Return every line of the listing below without any change, but leave out the pictures.
◆ ◆ ◆ ◆ ◆ ◆ ◆
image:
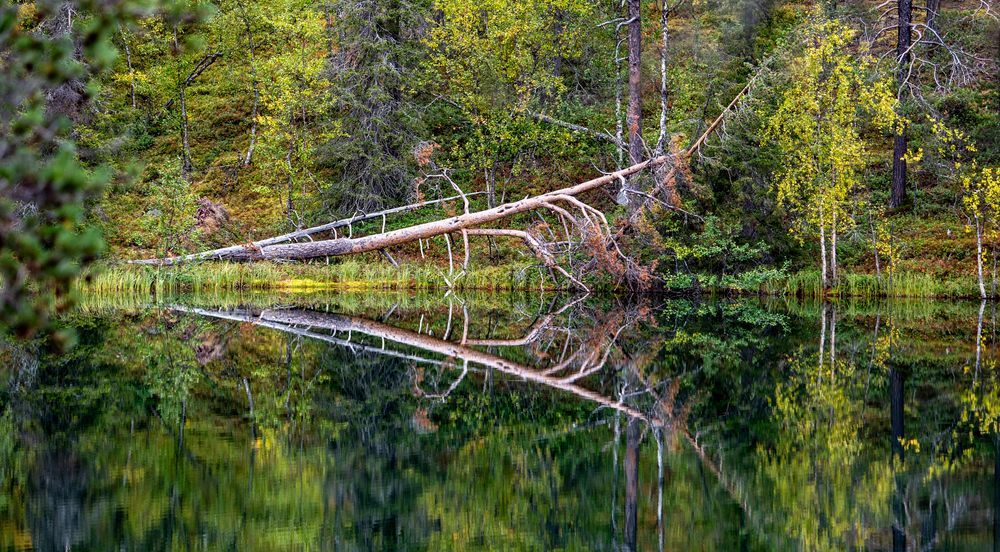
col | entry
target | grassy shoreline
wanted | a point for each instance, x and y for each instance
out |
(352, 275)
(342, 276)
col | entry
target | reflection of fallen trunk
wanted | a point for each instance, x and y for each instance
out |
(304, 322)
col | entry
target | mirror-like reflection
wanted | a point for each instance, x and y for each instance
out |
(504, 422)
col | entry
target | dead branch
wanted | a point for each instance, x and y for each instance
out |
(238, 252)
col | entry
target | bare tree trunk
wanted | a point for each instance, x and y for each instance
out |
(253, 83)
(619, 122)
(833, 342)
(822, 249)
(979, 257)
(633, 433)
(290, 207)
(633, 117)
(204, 63)
(903, 42)
(128, 62)
(933, 8)
(557, 30)
(833, 248)
(822, 341)
(661, 142)
(878, 268)
(185, 146)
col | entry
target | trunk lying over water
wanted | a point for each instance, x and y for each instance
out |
(347, 246)
(562, 203)
(238, 252)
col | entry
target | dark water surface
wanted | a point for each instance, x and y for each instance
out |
◆ ◆ ◆ ◆ ◆ ◆ ◆
Final answer –
image:
col | entry
target | grassy shoreline
wanted | a point for each instance, x and y for each instance
out |
(352, 275)
(342, 276)
col | entry
target | reflection of fallen trunk
wanted | a point for each instance, x and y for each instance
out |
(304, 322)
col | entry
target | mirror-like reflection
wanted | a point for each instance, x and y for each instance
out |
(504, 422)
col | entry
target | dead branch
wanted | a point for each instance, x and y for each instance
out |
(238, 252)
col | entry
target | bare tree trunk
wanted | a point for each instance, x and y for each instance
out |
(253, 83)
(619, 122)
(833, 342)
(822, 249)
(979, 257)
(633, 433)
(290, 207)
(633, 117)
(204, 63)
(903, 42)
(128, 62)
(933, 8)
(557, 30)
(833, 248)
(822, 341)
(661, 142)
(878, 268)
(185, 146)
col | entry
target | trunk lying over water
wanted | a point for each instance, x and y for each instance
out |
(347, 246)
(562, 203)
(238, 252)
col | entry
target | dark water surface
wanted | a point for each instance, x and y for each instance
out |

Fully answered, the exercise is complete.